**EXTRACTED RECORDS:**
*****
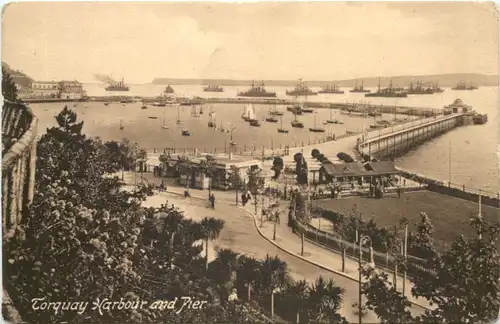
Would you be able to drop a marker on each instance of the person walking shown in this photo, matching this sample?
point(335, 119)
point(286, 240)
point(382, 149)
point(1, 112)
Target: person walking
point(212, 201)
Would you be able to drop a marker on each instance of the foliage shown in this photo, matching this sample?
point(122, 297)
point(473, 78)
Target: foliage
point(382, 298)
point(85, 237)
point(278, 166)
point(345, 157)
point(422, 244)
point(234, 178)
point(253, 179)
point(325, 298)
point(9, 89)
point(465, 287)
point(301, 169)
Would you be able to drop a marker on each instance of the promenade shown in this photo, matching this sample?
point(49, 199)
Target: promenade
point(242, 233)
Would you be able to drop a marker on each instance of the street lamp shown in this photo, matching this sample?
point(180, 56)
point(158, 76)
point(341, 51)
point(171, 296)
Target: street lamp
point(274, 291)
point(363, 240)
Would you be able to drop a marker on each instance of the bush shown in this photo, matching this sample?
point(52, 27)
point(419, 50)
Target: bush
point(345, 157)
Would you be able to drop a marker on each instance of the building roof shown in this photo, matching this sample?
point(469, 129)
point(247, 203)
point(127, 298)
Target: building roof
point(356, 169)
point(385, 167)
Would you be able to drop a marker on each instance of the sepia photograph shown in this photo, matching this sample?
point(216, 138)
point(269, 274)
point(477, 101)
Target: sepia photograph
point(265, 162)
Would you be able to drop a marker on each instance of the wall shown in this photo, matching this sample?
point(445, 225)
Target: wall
point(19, 130)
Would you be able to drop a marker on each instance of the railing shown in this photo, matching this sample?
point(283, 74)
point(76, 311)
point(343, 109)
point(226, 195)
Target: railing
point(457, 190)
point(19, 129)
point(254, 151)
point(415, 266)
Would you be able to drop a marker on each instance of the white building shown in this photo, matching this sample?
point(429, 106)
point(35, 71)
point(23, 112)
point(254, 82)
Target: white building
point(45, 89)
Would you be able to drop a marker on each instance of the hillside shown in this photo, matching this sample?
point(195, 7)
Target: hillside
point(19, 77)
point(444, 80)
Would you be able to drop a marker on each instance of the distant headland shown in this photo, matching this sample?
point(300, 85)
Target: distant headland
point(445, 80)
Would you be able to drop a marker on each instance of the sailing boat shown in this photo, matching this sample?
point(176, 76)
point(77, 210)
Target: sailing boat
point(271, 118)
point(296, 123)
point(275, 112)
point(247, 112)
point(194, 113)
point(178, 115)
point(231, 141)
point(164, 126)
point(304, 107)
point(281, 129)
point(253, 117)
point(316, 129)
point(211, 123)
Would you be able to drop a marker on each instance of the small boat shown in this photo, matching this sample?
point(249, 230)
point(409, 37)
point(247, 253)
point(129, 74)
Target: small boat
point(316, 129)
point(164, 125)
point(178, 115)
point(254, 122)
point(281, 129)
point(272, 119)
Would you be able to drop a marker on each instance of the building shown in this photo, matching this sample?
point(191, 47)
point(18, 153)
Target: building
point(223, 163)
point(357, 173)
point(19, 130)
point(71, 90)
point(45, 89)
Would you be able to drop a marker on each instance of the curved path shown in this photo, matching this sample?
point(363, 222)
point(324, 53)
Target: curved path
point(240, 235)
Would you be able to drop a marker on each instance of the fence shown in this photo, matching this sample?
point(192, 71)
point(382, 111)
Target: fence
point(455, 190)
point(255, 151)
point(415, 266)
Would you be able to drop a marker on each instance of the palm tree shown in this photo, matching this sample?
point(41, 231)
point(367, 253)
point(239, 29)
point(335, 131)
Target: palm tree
point(235, 180)
point(324, 300)
point(275, 273)
point(207, 167)
point(249, 272)
point(298, 294)
point(210, 229)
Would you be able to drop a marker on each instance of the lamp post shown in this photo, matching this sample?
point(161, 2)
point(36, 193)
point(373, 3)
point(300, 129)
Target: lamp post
point(363, 240)
point(274, 291)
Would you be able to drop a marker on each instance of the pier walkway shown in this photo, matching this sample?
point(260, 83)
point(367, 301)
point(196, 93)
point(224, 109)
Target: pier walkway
point(393, 141)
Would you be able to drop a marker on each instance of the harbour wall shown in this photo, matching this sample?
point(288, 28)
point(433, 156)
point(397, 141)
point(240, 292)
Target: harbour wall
point(386, 109)
point(455, 190)
point(391, 143)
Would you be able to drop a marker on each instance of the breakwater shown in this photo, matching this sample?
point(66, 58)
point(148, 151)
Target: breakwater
point(455, 190)
point(386, 109)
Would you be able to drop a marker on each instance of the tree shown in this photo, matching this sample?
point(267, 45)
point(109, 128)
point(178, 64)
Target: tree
point(345, 157)
point(324, 301)
point(462, 284)
point(208, 168)
point(275, 274)
point(9, 89)
point(277, 167)
point(210, 229)
point(422, 243)
point(248, 272)
point(253, 179)
point(383, 298)
point(297, 294)
point(235, 180)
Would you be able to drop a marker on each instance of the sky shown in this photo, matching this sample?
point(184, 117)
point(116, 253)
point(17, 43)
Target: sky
point(272, 41)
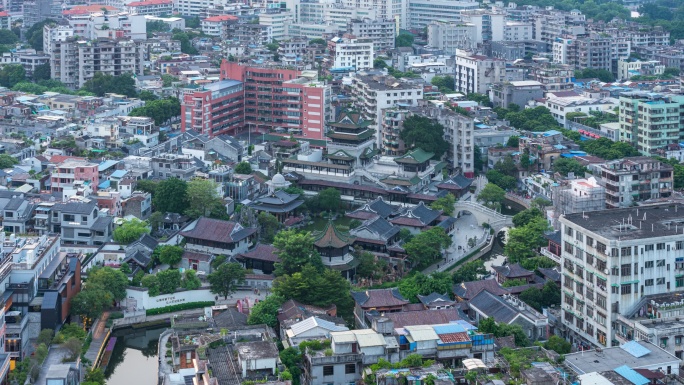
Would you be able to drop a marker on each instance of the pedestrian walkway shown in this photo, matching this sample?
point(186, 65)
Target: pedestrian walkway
point(100, 334)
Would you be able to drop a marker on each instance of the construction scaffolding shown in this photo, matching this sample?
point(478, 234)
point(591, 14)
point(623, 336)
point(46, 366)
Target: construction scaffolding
point(577, 195)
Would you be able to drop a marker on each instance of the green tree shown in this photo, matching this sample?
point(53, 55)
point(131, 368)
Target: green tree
point(160, 110)
point(111, 280)
point(424, 133)
point(266, 312)
point(419, 284)
point(243, 168)
point(204, 200)
point(170, 255)
point(312, 287)
point(151, 282)
point(558, 345)
point(7, 161)
point(190, 280)
point(404, 39)
point(269, 226)
point(568, 165)
point(12, 74)
point(445, 203)
point(426, 247)
point(42, 72)
point(492, 195)
point(295, 250)
point(91, 302)
point(226, 279)
point(469, 271)
point(524, 217)
point(169, 281)
point(171, 196)
point(444, 83)
point(130, 231)
point(513, 141)
point(369, 266)
point(147, 96)
point(329, 199)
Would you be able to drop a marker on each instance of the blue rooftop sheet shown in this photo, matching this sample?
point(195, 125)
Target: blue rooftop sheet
point(631, 375)
point(107, 164)
point(465, 324)
point(450, 328)
point(119, 174)
point(635, 349)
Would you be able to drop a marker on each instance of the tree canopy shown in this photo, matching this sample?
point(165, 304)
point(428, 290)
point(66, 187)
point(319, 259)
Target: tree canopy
point(295, 250)
point(312, 286)
point(424, 133)
point(243, 168)
point(171, 196)
point(130, 230)
point(426, 247)
point(204, 200)
point(266, 311)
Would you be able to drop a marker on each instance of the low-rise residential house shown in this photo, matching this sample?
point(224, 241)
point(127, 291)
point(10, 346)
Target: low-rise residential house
point(380, 300)
point(509, 310)
point(214, 236)
point(312, 328)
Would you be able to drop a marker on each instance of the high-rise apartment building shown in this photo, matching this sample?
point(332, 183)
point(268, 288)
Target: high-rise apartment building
point(635, 179)
point(651, 121)
point(214, 109)
point(613, 260)
point(382, 33)
point(73, 62)
point(477, 73)
point(278, 98)
point(422, 12)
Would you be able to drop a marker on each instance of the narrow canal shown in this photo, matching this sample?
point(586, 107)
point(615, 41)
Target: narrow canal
point(134, 358)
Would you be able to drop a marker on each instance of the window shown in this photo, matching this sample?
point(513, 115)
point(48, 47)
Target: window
point(568, 247)
point(600, 301)
point(626, 269)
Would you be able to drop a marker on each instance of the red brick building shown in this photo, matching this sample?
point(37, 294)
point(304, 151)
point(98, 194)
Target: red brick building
point(284, 99)
point(214, 109)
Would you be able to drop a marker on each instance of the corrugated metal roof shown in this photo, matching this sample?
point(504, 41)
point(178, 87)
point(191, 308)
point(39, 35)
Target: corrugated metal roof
point(422, 333)
point(631, 375)
point(594, 378)
point(313, 322)
point(635, 349)
point(368, 337)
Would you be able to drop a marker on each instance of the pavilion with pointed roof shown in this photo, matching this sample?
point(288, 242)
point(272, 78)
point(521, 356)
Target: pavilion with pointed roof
point(334, 246)
point(351, 140)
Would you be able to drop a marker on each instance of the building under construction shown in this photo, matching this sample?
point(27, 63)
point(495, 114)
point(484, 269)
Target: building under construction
point(577, 195)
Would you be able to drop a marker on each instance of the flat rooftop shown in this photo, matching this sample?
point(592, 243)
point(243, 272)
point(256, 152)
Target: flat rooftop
point(634, 222)
point(644, 355)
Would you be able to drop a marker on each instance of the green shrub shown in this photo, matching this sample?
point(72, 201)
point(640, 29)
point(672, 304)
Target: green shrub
point(179, 307)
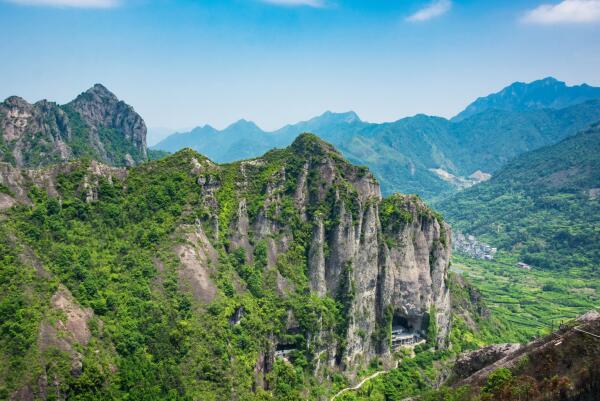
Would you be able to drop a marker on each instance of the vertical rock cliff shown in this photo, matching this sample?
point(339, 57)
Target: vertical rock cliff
point(244, 275)
point(384, 260)
point(96, 125)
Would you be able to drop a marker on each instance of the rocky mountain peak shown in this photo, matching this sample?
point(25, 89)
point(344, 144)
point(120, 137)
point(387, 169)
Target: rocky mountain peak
point(16, 102)
point(100, 92)
point(310, 144)
point(96, 125)
point(546, 93)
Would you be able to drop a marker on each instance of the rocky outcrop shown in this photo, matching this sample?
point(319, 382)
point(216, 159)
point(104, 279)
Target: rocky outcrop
point(386, 267)
point(17, 182)
point(296, 221)
point(95, 125)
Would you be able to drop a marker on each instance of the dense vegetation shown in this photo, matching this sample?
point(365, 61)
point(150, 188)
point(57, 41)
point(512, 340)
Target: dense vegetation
point(528, 303)
point(543, 205)
point(113, 244)
point(95, 125)
point(403, 153)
*****
**WHAT TO PRODUCE:**
Render the lines as a JSON list of strings, starting with the line that contains "canal shown in this photo, matching this sample?" and continuing through the line that contains "point(368, 337)", with one string per line and any blank lines omitted.

**WRITTEN SOLUTION:**
[
  "Would you be able to drop a marker on each instance of the narrow canal shown in this photo, matching this sample?",
  "point(586, 107)",
  "point(615, 41)",
  "Target: narrow canal",
  "point(134, 358)",
  "Would you be able to drop a marker on each instance of the window shown in this photo, matching this sample?",
  "point(513, 115)",
  "point(48, 47)",
  "Target: window",
  "point(568, 247)",
  "point(600, 301)",
  "point(626, 269)",
  "Would you be able to drop a marker on each instance of the red brick building shown in this photo, matching this sample?",
  "point(37, 294)",
  "point(304, 151)",
  "point(98, 194)",
  "Target: red brick building",
  "point(284, 99)",
  "point(214, 109)",
  "Would you be able to drop a marker on each instance of the corrugated metal roof shown in this photo, matching this sample?",
  "point(504, 41)",
  "point(178, 87)",
  "point(191, 308)",
  "point(39, 35)",
  "Target: corrugated metal roof",
  "point(422, 333)",
  "point(631, 375)",
  "point(594, 378)",
  "point(313, 322)",
  "point(635, 349)",
  "point(368, 337)"
]